(Exercise description):
How many of the lines below contain the string "panel"? Reply with the number alone.

((

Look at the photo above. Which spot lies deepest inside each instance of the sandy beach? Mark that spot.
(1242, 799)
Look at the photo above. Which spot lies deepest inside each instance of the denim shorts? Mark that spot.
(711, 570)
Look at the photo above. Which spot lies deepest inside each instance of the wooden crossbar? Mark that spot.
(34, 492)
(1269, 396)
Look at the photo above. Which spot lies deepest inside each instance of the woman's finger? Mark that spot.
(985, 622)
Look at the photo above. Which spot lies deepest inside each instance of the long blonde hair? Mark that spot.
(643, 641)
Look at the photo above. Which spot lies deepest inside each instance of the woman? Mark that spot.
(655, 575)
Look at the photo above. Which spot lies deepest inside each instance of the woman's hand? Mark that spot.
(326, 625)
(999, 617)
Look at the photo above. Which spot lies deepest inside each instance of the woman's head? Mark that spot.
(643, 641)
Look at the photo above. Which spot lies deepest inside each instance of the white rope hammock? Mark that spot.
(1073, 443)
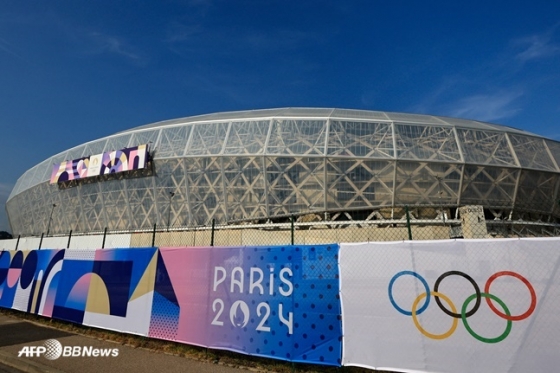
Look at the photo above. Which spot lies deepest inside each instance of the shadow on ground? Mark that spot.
(15, 333)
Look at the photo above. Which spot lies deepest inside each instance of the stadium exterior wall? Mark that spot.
(316, 164)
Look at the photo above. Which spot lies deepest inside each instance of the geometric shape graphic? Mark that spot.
(98, 296)
(53, 349)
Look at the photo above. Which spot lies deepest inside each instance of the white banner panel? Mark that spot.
(452, 306)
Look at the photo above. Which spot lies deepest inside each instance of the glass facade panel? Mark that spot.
(536, 191)
(205, 186)
(360, 139)
(426, 143)
(297, 137)
(145, 137)
(554, 148)
(172, 142)
(359, 183)
(486, 147)
(208, 138)
(490, 186)
(532, 152)
(247, 137)
(92, 148)
(423, 183)
(245, 187)
(295, 184)
(117, 143)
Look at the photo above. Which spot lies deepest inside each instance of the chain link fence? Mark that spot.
(396, 224)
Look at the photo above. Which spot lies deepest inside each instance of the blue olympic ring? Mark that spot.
(411, 273)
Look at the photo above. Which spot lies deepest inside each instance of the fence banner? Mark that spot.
(452, 306)
(280, 302)
(276, 301)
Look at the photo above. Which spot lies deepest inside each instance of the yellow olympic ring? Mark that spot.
(417, 323)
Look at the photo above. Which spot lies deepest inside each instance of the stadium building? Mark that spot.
(316, 164)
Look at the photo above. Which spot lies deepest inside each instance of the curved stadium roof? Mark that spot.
(265, 163)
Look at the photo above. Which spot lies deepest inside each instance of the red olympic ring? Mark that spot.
(532, 306)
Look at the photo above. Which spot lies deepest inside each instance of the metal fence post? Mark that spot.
(69, 238)
(292, 221)
(408, 223)
(212, 235)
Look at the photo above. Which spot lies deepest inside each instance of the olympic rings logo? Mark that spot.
(451, 310)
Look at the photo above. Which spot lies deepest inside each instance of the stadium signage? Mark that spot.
(115, 161)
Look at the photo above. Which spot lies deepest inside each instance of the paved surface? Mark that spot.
(16, 333)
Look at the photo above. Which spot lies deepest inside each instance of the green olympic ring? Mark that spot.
(499, 338)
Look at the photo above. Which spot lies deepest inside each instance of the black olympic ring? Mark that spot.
(476, 289)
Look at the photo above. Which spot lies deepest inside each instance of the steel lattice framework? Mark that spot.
(268, 164)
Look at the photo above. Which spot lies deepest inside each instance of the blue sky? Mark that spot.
(73, 71)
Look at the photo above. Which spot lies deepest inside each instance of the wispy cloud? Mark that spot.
(485, 107)
(103, 43)
(5, 190)
(7, 48)
(537, 46)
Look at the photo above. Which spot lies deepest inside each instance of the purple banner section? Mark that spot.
(101, 164)
(280, 302)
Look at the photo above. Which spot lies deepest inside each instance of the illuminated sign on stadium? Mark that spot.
(115, 161)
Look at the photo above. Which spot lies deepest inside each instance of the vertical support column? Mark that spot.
(212, 234)
(104, 237)
(292, 223)
(408, 223)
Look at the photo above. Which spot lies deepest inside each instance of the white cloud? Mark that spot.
(7, 48)
(537, 46)
(485, 107)
(110, 44)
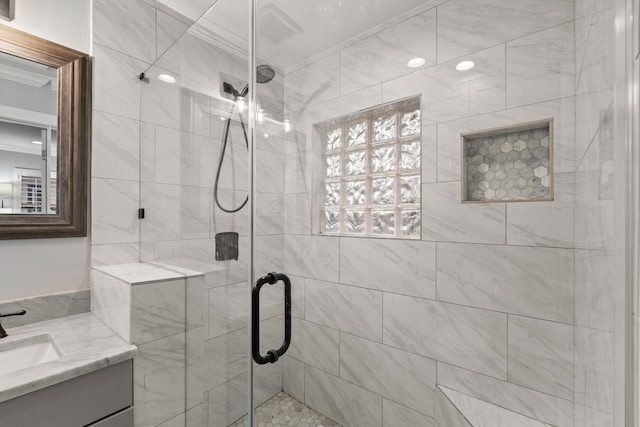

))

(Exercise result):
2